* **Texte de lecture**
# # #

« Je n’ai plus peur parce que le tigre a perdu ses crocs »


Ouch Son, 72 ans, témoignant sur ce qu'il a vécu  à M13. (Anne-Laure Porée)
Ouch Son, 72 ans, témoignant sur ce qu'il a vécu à M13. (Anne-Laure Porée)


Accusé d’être un espion, Ouch Son s’est retrouvé à M13 un jour de mars ou avril 1973, arrêté alors qu’il cherchait, dit-il, un cochon pour célébrer une fête religieuse. Au tribunal, il reconnaît Duch mais Duch ne le reconnaît pas. Duch se rend compte qu’il attendait un autre prisonnier, un coupeur de tête, qu’il avait appelé à devenir garde à M13. Sa confusion sème le trouble.


Pas un jour sans un mort

A son arrivée à M13, Ouch Son était enchaîné. Plus tard, il est détaché pour travailler à M13. Il cultive la rizière ou sert dans l’enceinte du camp : « On m’a demandé de creuser des fosses, de porter du bois pour fabriquer des abris pour protéger les fosses des bombardements. » Duch tentera plus tard de le recruter comme garde.


« J’ai vu perpétrés des actes de torture. Il ne se passait pas un jour sans qu’un détenu meurt », commence Ouch Son. Très vite un juge l’interroge sur le nombre de détenus à M13, sachant que Duch a estimé le nombre entre 200 et 300 détenus en quatre ans de fonctionnement. Le témoin, lui, propose une estimation entre 2 000 et 3 000 prisonniers, à son arrivée à M13. Il évalue entre 30 et 40 enfants. Le juge demande à Ouch Son s’il avait des problèmes de vue en 1973, l’homme affirme que non. Néanmoins, la Défense constate la variabilité des chiffres livrés par le témoin, par exemple le nombre de morts par jour (« au moins 3 morts par jour », « 10 à 20 morts par jour de famine », « en moyenne 5 à 7 morts par jour »). Pourtant elle ne le questionne pas.


Qui a tiré en pleine tête ?

# # #

* **Matériel fourni**
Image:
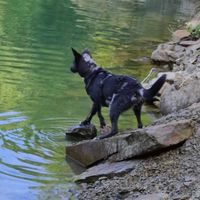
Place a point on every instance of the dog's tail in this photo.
(151, 93)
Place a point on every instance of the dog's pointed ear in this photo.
(77, 55)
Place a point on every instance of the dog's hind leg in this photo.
(118, 105)
(137, 111)
(93, 111)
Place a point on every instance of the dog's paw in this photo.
(84, 123)
(105, 130)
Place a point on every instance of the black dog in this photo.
(117, 92)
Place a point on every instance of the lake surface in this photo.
(39, 96)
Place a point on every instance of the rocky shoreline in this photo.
(172, 173)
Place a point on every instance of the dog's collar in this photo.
(89, 79)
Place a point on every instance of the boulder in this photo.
(107, 170)
(180, 35)
(131, 144)
(183, 93)
(167, 53)
(82, 131)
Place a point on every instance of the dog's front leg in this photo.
(91, 114)
(101, 118)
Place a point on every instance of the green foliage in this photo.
(195, 33)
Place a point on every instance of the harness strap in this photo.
(107, 77)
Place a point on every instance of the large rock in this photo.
(130, 144)
(155, 196)
(168, 52)
(82, 131)
(179, 35)
(183, 93)
(106, 170)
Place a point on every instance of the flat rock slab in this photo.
(155, 196)
(106, 170)
(82, 131)
(130, 144)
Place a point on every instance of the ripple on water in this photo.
(30, 154)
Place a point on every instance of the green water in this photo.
(40, 98)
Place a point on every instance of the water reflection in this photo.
(40, 98)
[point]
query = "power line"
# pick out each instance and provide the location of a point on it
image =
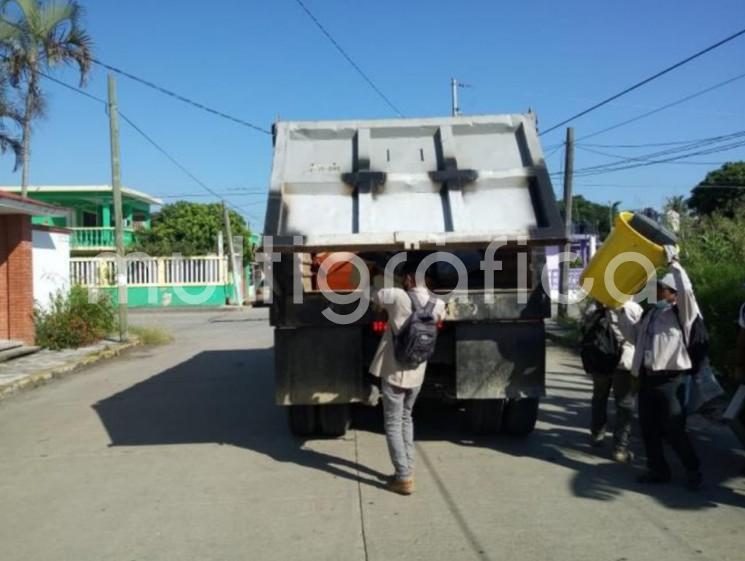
(609, 168)
(223, 193)
(149, 139)
(642, 159)
(349, 58)
(645, 81)
(180, 97)
(657, 110)
(689, 149)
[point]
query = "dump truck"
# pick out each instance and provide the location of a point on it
(453, 186)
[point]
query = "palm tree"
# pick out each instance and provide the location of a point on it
(36, 36)
(8, 112)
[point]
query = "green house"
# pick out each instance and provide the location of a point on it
(91, 213)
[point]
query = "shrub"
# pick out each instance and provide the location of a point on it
(151, 336)
(713, 252)
(72, 321)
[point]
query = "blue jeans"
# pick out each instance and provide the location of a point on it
(398, 404)
(662, 417)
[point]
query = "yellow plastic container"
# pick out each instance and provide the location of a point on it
(634, 259)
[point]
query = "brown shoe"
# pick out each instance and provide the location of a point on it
(400, 486)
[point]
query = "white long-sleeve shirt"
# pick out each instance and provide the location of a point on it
(398, 305)
(663, 333)
(623, 322)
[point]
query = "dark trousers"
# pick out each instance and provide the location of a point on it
(620, 383)
(662, 417)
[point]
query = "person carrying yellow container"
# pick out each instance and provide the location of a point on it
(661, 363)
(607, 355)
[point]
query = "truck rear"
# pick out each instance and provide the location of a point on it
(469, 194)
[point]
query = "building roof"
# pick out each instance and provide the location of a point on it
(11, 203)
(131, 193)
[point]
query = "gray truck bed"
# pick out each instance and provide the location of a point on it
(409, 184)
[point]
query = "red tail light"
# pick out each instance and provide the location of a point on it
(379, 327)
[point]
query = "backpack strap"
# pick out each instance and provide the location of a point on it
(417, 307)
(682, 329)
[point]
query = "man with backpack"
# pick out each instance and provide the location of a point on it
(400, 362)
(740, 346)
(671, 344)
(607, 354)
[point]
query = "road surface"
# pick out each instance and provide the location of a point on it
(178, 453)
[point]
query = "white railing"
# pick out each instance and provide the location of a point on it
(150, 271)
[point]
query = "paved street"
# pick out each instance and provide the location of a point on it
(178, 453)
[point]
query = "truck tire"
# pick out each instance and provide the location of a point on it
(520, 416)
(302, 419)
(334, 420)
(485, 415)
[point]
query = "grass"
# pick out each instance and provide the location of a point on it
(151, 336)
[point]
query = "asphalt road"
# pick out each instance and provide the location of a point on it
(178, 453)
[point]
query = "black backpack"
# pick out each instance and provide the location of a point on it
(601, 350)
(415, 341)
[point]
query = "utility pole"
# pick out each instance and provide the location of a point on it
(454, 96)
(238, 296)
(568, 176)
(121, 264)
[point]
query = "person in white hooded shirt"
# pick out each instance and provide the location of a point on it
(661, 363)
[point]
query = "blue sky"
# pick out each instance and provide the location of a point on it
(261, 59)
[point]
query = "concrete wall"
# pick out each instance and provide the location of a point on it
(51, 258)
(16, 279)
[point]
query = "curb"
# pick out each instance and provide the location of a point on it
(43, 376)
(565, 342)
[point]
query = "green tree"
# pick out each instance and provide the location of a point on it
(677, 203)
(35, 37)
(8, 116)
(593, 215)
(722, 190)
(190, 229)
(713, 252)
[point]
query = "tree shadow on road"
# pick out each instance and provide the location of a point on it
(563, 439)
(223, 397)
(227, 397)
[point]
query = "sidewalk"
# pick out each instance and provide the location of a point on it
(561, 333)
(40, 367)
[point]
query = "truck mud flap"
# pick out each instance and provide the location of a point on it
(500, 360)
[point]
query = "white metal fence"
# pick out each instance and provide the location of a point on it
(150, 271)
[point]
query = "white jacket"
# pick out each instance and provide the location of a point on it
(662, 334)
(398, 305)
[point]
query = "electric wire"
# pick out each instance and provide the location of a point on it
(644, 81)
(349, 58)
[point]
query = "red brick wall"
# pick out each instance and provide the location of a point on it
(16, 279)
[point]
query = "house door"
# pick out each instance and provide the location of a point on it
(90, 219)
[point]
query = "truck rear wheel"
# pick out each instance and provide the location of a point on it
(520, 416)
(485, 415)
(302, 419)
(334, 420)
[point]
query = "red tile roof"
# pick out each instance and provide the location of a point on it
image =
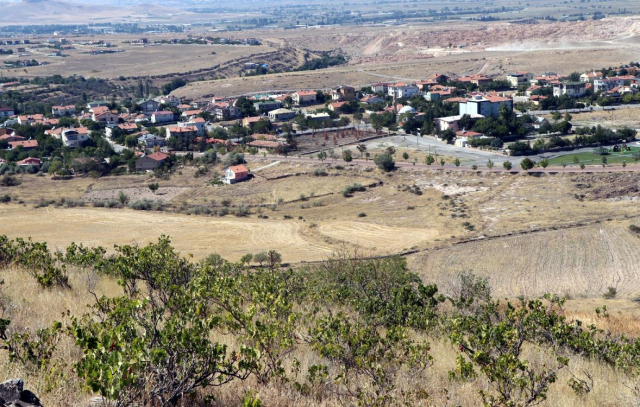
(30, 161)
(24, 144)
(158, 156)
(239, 169)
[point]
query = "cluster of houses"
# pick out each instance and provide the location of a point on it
(177, 119)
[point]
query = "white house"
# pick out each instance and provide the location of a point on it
(281, 115)
(63, 110)
(303, 97)
(571, 89)
(402, 90)
(72, 138)
(235, 174)
(485, 105)
(163, 116)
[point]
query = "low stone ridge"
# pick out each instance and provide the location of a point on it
(13, 394)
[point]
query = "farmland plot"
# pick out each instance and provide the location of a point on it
(582, 262)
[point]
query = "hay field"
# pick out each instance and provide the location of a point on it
(580, 262)
(137, 60)
(229, 236)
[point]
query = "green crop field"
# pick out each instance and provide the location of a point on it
(595, 159)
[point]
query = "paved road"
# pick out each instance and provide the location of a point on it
(449, 167)
(116, 147)
(429, 144)
(587, 109)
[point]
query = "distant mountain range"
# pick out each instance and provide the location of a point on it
(67, 12)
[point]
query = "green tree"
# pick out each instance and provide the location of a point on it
(544, 163)
(385, 162)
(527, 164)
(429, 159)
(490, 165)
(131, 141)
(448, 135)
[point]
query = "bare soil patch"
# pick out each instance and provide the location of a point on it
(166, 194)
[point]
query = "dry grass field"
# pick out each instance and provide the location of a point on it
(136, 60)
(579, 262)
(389, 218)
(612, 118)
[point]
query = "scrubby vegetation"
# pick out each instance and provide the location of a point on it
(344, 332)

# # #

* **Exercice A**
Recopiez le passage de l'article sur le témoignage d'Ouch Son allant de « Ouch Son, 72 ans, témoignant sur ce qu'il a vécu à » jusqu'à « recruter comme garde. ».
* **Exercice B**
D'après l'article sur le témoignage d'Ouch Son, combien de prisonniers le témoin estime-t-il qu'il y avait à M13 à son arrivée ?
* **Exercice C**
Poursuivez l'article sur le témoignage d'Ouch Son à partir de l'endroit où il s'arrête.
Ce matériel provient d'une autre source que l'article.

* **Réponse rédigée A**
Ouch Son, 72 ans, témoignant sur ce qu'il a vécu à M13. (Anne-Laure Porée)


Accusé d’être un espion, Ouch Son s’est retrouvé à M13 un jour de mars ou avril 1973, arrêté alors qu’il cherchait, dit-il, un cochon pour célébrer une fête religieuse. Au tribunal, il reconnaît Duch mais Duch ne le reconnaît pas. Duch se rend compte qu’il attendait un autre prisonnier, un coupeur de tête, qu’il avait appelé à devenir garde à M13. Sa confusion sème le trouble.


Pas un jour sans un mort

A son arrivée à M13, Ouch Son était enchaîné. Plus tard, il est détaché pour travailler à M13. Il cultive la rizière ou sert dans l’enceinte du camp : « On m’a demandé de creuser des fosses, de porter du bois pour fabriquer des abris pour protéger les fosses des bombardements. » Duch tentera plus tard de le recruter comme garde.

* **Réponse rédigée B**
Entre 2 000 et 3 000 prisonniers.

* **Réponse rédigée C**
Ouch Son décrit les fosses de M13 dans lesquelles étaient détenus 20 à 30 prisonniers, les attaches des détenus, les repas de gruau, la faim et la maladie, les conditions de vie en cas de pluie. Il confirme sa déposition comme quoi il y avait plus de morts de faim que de morts par torture. Cependant il a vu des séances de torture, des prisonniers ligotés et immergés dans l’eau par exemple ou des détenus frappés avec un bâton. Il a assisté, par « accident », à des exécutions. Il détaille en particulier « Ta Chan » tirant sur un des hommes attachés aux poteaux de torture de M13. « Il lui a tiré dessus, dans la tête, pour faire peur aux autres prisonniers. Moi j’étais en train de balayer. J’ai nettoyé le sang tout autour. » L’homme dénoncé par Ouch Son sera plus tard le fidèle adjoint de Duch à S21, en charge des interrogatoires. Trente cinq ans après, le témoin cite sans la moindre hésitation le nom du bourreau tandis que Duch déclare : « Je peux seulement vous confirmer que la personne qui a tiré n’était pas Chan. »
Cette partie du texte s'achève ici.